-- Begin RECORD SET --

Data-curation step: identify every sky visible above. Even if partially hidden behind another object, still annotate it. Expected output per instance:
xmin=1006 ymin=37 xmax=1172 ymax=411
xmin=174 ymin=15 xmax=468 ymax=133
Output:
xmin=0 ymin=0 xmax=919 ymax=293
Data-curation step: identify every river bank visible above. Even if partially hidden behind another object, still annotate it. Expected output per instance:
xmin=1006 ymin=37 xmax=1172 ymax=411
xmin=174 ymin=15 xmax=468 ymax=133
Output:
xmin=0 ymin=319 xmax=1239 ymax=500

-- End RECORD SET --

- [WRITTEN REQUEST]: Render the items as a two-column CSV with the headers request and answer, starting at the line that contains "Data-curation step: identify every river" and continuing through the end of the items. Give one row per item, with its text and its answer each in a single quoted field and line breaks replaced by spaces.

- [FULL OUTPUT]:
request,answer
"Data-curation step: identify every river bank visible above. Even if partially hidden behind another object, still annotate it. Expected output per instance: xmin=1006 ymin=37 xmax=1172 ymax=411 xmin=174 ymin=15 xmax=468 ymax=133 Output:","xmin=0 ymin=319 xmax=1239 ymax=500"